**Written task A**. Revise the records of labeled points below so that "reference point" becomes "anchor point" throughout, changing nothing else.

**Source extract**.
Andrew Baggett
- Born: Andrew Baggett 25 January 1982 (age 44) Middlesbrough, North Yorkshire, England
- Height: 1.79 m (5 ft 10 in)
- Weight: 198 lb (90 kg)
- School: Laurence Jackson School, Prior Pursglove College
- University: Teesside University

Rugby union career
- Position: Fly-half
- Current team: Middlesbrough

Youth career
- -: Guisborough
- –: Middlesbrough

Senior career
- Years: Team / Apps / (Points)
- 2000–2001: Middlesbrough
- 2001–2008: Wharfedale / 188 / (429)
- 2008–2017: Blaydon / 231 / (1,292)
- 2017–: Middlesbrough
- Correct as of 29 April 2017

= Andrew Baggett =

English rugby union footballer

Andrew Baggett (born 25 January 1982) is an English rugby union footballer who plays at fly-half. Currently coach at Middlesbrough, Baggett is best known for his spells with Wharfedale and Blaydon where he became the National League 1 all-time top scorer with 1,707 points. As well as playing club rugby Baggett has represented Yorkshire and Durham in the County Championships, and was part of the Yorkshire squad that won the Bill Beaumont Cup in 2008.

== Career ==

===Early career===

Baggett was born in Middlesbrough on the 25 January 1982. He grew up in Guisborough where he attended the Laurence Jackson School, whist playing junior rugby union for his local club (Guisborough RUFC). During this time he joined Middlesbrough RUFC to play and was selected to represent Yorkshire at U16, U17 and U18 levels. After school he then attended Prior Pursglove College (sixth form) and upon leaving school in 2000 he enrolled at Teesside University whilst progressing to play senior rugby for Middlesbrough RUFC, mixing his studies with league rugby union in North 1. A promising youth player, Baggett was also selected for the England under-18 squad during this period.

=== Wharfedale ===

In 2001 Baggett signed for Wharfedale, playing two divisions higher than Middlesbrough in National Division 2 - the third division of English rugby union. Despite the jump up in leagues, he went straight into the first team, making his league debut on 1 September in a 15–18 loss to Rosslyn Park at Threshfield. He would go on to make 25 league appearances for Dale in his debut season, scoring 4 tries, as the North Yorkshire club finished 9th in the table.

The next couple of seasons would follow a similar tend with Baggett being a first team regular in a side that would finish in 9th and 10th place in the league, contributing several tries and acting as back-up kicker for first choice Jonathon Davies. The 2004–05 season would be a pivotal one for Baggett as he was made captain aged just 22, due to club stalwart Andrew Hodgson being unavailable due to injury. Under his captaincy Dale finished in a respectable 8th place in what was a strong league featuring clubs such as the up-and-coming Doncaster as well as great old clubs such Moseley and Waterloo. His club also had a decent run in the Powergen Cup, reaching the 4th round where they went out to Pertemps Bees, losing 14–24 at home to the side that would go to record that historic upset win against Wasps. Baggett's spell as captain brought him to the attention of Yorkshire and in the summer of 2005 he was called up to play in the County Championships.

**Records of labeled points**.
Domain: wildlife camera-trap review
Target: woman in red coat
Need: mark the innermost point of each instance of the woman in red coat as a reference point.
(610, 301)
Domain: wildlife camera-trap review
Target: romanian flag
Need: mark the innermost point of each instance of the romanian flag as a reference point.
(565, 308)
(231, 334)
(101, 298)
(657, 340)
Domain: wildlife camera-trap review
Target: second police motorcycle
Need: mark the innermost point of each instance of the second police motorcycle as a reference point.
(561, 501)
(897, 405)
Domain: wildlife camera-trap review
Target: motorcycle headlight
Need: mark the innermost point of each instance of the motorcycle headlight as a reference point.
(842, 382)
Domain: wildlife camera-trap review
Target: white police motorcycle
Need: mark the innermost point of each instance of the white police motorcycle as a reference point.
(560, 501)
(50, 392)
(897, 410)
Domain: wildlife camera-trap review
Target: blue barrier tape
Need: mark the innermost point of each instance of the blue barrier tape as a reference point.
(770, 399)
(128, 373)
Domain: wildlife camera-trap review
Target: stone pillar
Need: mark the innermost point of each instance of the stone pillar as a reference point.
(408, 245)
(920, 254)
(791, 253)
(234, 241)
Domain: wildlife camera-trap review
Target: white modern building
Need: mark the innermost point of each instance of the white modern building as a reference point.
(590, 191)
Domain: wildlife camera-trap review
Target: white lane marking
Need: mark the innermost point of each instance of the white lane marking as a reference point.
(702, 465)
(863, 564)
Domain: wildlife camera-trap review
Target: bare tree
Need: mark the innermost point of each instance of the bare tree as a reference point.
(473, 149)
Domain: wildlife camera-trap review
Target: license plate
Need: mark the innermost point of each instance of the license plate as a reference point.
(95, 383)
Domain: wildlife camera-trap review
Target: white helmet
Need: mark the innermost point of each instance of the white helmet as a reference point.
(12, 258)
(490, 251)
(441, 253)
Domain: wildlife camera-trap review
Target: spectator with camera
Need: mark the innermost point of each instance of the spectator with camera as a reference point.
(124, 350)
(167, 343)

**Written task B**. According to the Andrew Baggett article, which team did Wharfedale play in his league debut?

**Written reply A**.
Domain: wildlife camera-trap review
Target: woman in red coat
Need: mark the innermost point of each instance of the woman in red coat as a anchor point.
(610, 301)
Domain: wildlife camera-trap review
Target: romanian flag
Need: mark the innermost point of each instance of the romanian flag as a anchor point.
(565, 308)
(231, 334)
(101, 298)
(657, 340)
Domain: wildlife camera-trap review
Target: second police motorcycle
Need: mark the innermost point of each instance of the second police motorcycle as a anchor point.
(561, 501)
(897, 405)
Domain: wildlife camera-trap review
Target: motorcycle headlight
Need: mark the innermost point of each instance of the motorcycle headlight as a anchor point.
(842, 382)
Domain: wildlife camera-trap review
Target: white police motorcycle
Need: mark the innermost point of each instance of the white police motorcycle as a anchor point.
(560, 501)
(50, 392)
(897, 410)
Domain: wildlife camera-trap review
Target: blue barrier tape
Need: mark the innermost point of each instance of the blue barrier tape as a anchor point.
(770, 399)
(128, 373)
Domain: wildlife camera-trap review
Target: stone pillar
Need: mark the innermost point of each instance of the stone pillar as a anchor point.
(408, 245)
(920, 254)
(791, 253)
(234, 241)
Domain: wildlife camera-trap review
Target: white modern building
Need: mark the innermost point of each instance of the white modern building as a anchor point.
(590, 191)
Domain: wildlife camera-trap review
Target: white lane marking
Need: mark the innermost point of each instance of the white lane marking as a anchor point.
(702, 465)
(863, 564)
Domain: wildlife camera-trap review
Target: bare tree
Need: mark the innermost point of each instance of the bare tree as a anchor point.
(473, 149)
Domain: wildlife camera-trap review
Target: license plate
Need: mark the innermost point of each instance of the license plate as a anchor point.
(95, 383)
Domain: wildlife camera-trap review
Target: white helmet
Need: mark the innermost point of each instance of the white helmet as a anchor point.
(12, 258)
(490, 251)
(441, 253)
Domain: wildlife camera-trap review
Target: spectator with camera
Need: mark the innermost point of each instance of the spectator with camera as a anchor point.
(124, 350)
(167, 343)

**Written reply B**. Rosslyn Park.